_Document section_.
○ ○ ○ ○ ○ ○ ○
Thursday, November 22, 2012

TIB: Bag of Hammers

Acts 2:37-47

"Baptism!" George Clooney's character in O Brother, Where Art Thou? says derisively after learning that his traveling companions have had their sins washed away, "You boys are dumber'n a bag of hammers." This line was especially funny to my friends and me because of our religious heritage.

I grew up in the Church of Christ, where standard doctrine is that if you want to go to heaven, you have to get wet. And not just a little wet: full immersion. If we were Greek we might tell the story of Achilles as a cautionary tale. We found this line hilarious, so much so that we bought one of our fellow disaffected CoC'ers a bag of hammers for her birthday. We made it a decorative thing -- they were some sort of cute little craft hammers -- and for all I know she still has it on her wall.

Peter tells his contrite crowd that to appease God they must be baptized, and we have no reason to suspect that he had anything but a good dunking in mind. Curiously, however, going to heaven when you die is neither mentioned nor clearly implied. It doesn't seem to be an issue. Peter, I'm sure, probably believed in some kind of conscious afterlife, so that's still on the table, but it doesn't seem to be what the whole baptism schtick is about, or at least it doesn't exhaust it.

My guess is that it served as a marker of being part of the eschatological community, a blood-on-the-doorway kind of thing. If the Day of the Lord is coming, and especially if you just killed the Messiah, you might want to get your affairs in order. But this isn't a get-out-of-hell-free card; it's making sure you end up on the right side when judgment rains down.

Moreover, they would almost certainly have heard this in a communal context: Israel's collective sins would be forgiven, and God would finally deliver them from exile. The promise, he tells them, "extends to your children and those who are far off..." which suggests that even people who didn't get wet -- dare I say it? -- would nevertheless be beneficiaries of this act of contrition.

We may or may not get more of this idea in Acts, but I think there's reason to believe that the early believers saw themselves as part of a divine plan to save everyone -- kind of like one of those Star Trek episodes where the crew of the Enterprise has to prove to some alien race that humans are worth keeping around. There's nothing new under the sun.

But what does this new community look like? Luke tells us, actually: "They devoted themselves to the apostles’ teaching and fellowship, to the breaking of bread and the prayers." This, too, is a Church of Christ mainstay, only we seem to interpret as a fragment of a 1st-century church bulletin: "Apostles' teaching" is preaching, "fellowship" (the word in Greek has financial overtones) is the offering, "breaking of bread" is communion, and "the prayers" means that somebody (and by "somebody" we meant a man) prayed over each of these stages. There was an opening prayer, an offering prayer, a communion prayer, a prayer before (and sometimes after) the sermon, and a  prayer to cover the awkwardness of no one coming up for the invitation, which may or may not have doubled as a closing prayer.

Things aren't quite like that at our church today, for some good reasons and some bad ones, and I'm obviously poking a little fun. The gist is that I grew up thinking that Acts 2:42 describes things that we have to do on Sunday in order to get church right. I think this misses the point, especially if we take a closer look at the rest of this chapter of Acts, which describes them sharing their resources (holding all things in common, in fact), especially food, and spending time together.

Where the New Testament describes the assembly, they're eating, sharing, and making decisions together. In fact, the only time one of the words commonly translated as "worship" gets used to describe the assembly, it's an unbeliever doing the worshiping (specifically, falling prostrate in response to the open prophesying of the gathered community).
○ ○ ○ ○ ○ ○ ○
_Supplied data_.
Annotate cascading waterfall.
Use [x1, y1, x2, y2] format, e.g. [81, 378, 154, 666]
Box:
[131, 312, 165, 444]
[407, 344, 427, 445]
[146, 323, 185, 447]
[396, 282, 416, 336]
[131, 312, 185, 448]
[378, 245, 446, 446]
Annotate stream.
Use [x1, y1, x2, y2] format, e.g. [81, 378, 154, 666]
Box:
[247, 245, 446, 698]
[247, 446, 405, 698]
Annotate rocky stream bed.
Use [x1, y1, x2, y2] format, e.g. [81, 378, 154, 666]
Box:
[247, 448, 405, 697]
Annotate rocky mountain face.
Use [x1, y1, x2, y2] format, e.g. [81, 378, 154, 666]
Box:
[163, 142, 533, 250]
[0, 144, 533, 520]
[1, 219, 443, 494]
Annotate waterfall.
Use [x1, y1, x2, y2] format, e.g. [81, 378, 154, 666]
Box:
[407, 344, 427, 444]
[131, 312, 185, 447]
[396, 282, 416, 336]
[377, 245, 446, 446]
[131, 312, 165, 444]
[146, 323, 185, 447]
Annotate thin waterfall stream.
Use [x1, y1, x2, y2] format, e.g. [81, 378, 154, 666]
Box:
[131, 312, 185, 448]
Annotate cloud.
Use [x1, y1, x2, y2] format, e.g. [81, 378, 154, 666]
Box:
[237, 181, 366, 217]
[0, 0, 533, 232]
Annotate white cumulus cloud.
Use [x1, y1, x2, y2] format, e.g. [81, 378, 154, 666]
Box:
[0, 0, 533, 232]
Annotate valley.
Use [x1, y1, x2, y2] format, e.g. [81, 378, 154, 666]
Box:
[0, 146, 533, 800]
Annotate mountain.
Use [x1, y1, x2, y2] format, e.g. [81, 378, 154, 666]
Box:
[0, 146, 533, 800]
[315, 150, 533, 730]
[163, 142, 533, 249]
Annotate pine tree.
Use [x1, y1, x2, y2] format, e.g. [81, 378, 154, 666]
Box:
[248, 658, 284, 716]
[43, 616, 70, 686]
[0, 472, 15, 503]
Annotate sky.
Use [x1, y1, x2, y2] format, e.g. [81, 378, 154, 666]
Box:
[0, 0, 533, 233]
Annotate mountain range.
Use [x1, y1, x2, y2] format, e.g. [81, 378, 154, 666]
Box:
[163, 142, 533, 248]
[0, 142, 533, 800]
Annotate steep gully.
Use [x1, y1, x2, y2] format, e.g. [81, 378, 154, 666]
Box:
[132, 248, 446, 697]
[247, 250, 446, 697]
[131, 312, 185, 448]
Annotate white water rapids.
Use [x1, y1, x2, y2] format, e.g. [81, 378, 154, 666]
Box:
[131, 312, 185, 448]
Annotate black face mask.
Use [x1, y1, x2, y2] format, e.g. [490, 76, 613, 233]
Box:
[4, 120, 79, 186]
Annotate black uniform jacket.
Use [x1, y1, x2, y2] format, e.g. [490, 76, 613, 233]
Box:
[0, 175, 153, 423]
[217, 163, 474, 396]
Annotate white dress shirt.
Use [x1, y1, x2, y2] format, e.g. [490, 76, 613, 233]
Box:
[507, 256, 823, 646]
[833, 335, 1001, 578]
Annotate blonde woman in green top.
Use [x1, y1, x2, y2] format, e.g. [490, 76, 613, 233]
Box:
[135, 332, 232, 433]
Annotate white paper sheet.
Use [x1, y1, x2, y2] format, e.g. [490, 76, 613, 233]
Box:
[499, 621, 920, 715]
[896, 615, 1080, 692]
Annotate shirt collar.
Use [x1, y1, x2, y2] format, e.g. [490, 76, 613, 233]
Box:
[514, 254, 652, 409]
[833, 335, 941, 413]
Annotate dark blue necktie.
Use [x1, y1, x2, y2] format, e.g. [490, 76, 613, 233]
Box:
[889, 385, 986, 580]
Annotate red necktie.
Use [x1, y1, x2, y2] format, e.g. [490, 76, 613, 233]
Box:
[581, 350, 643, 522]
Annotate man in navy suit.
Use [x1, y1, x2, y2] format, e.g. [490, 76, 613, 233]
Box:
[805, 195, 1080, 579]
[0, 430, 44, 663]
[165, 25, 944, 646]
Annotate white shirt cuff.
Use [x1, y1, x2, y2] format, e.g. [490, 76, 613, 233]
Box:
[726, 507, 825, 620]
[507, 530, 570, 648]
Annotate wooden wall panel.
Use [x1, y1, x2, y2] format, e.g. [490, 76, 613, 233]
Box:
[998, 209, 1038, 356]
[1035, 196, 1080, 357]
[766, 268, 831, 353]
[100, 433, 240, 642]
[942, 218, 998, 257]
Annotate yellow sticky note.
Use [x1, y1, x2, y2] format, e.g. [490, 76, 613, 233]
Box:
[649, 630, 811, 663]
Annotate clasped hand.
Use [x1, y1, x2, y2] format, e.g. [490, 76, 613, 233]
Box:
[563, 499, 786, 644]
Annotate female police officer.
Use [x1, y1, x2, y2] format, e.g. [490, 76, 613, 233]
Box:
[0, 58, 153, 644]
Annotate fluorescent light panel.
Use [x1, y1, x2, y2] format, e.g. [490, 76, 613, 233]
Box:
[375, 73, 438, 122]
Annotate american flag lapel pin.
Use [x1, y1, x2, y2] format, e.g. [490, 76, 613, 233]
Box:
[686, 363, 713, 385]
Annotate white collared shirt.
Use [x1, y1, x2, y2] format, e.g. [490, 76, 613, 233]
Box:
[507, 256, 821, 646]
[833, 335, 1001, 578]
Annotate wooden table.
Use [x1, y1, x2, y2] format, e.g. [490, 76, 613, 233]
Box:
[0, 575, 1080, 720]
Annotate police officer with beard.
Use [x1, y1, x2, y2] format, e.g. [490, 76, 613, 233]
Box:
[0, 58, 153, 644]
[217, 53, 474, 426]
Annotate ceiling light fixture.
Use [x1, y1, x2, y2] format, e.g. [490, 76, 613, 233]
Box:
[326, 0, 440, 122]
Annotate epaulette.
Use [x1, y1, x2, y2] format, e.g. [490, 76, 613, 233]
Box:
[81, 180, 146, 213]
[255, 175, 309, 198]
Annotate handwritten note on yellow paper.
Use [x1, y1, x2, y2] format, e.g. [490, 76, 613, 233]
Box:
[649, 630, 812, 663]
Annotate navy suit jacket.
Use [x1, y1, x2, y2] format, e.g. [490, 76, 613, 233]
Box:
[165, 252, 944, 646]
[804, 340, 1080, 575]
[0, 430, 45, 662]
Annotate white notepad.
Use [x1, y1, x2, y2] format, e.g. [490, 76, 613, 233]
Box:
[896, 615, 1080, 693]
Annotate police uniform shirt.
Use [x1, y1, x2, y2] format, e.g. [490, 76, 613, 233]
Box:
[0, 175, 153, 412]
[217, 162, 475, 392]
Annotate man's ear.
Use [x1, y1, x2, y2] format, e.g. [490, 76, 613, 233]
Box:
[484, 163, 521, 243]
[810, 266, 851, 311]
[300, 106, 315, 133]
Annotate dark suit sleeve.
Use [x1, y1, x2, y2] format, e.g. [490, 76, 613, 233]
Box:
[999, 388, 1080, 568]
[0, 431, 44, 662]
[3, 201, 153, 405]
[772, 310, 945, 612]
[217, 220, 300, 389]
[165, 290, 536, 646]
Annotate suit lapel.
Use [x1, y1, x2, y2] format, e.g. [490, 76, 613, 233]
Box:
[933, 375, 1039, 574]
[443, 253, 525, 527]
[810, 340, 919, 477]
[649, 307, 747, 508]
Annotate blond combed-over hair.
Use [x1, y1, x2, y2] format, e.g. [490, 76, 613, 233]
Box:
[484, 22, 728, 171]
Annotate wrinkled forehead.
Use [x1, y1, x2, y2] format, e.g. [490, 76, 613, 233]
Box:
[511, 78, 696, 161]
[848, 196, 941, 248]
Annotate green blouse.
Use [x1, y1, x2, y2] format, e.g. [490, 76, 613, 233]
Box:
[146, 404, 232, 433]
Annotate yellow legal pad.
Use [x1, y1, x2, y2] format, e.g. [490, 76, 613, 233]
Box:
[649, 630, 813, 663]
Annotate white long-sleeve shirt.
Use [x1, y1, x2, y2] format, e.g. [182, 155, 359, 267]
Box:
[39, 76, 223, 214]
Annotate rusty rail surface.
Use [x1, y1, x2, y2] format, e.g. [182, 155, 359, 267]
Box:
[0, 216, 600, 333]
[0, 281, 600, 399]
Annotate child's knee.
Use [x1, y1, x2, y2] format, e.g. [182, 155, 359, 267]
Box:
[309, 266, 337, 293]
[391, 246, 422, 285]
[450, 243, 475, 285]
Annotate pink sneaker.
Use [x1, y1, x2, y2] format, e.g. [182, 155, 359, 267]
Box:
○ ○ ○ ○ ○ ○ ○
_What to do_.
#1 Write out the part of the blog post on Acts 2 that opens with the words containing "My guess is" and closes with "judgment rains down.".
#2 In the blog post on Acts 2, what did the writer and friends give a fellow former Church of Christ member for her birthday?
The listing has no connection to the blog post on Acts 2.

_Answers given_.
#1
My guess is that it served as a marker of being part of the eschatological community, a blood-on-the-doorway kind of thing. If the Day of the Lord is coming, and especially if you just killed the Messiah, you might want to get your affairs in order. But this isn't a get-out-of-hell-free card; it's making sure you end up on the right side when judgment rains down.

#2 A bag of hammers, made as a decoration from small craft hammers.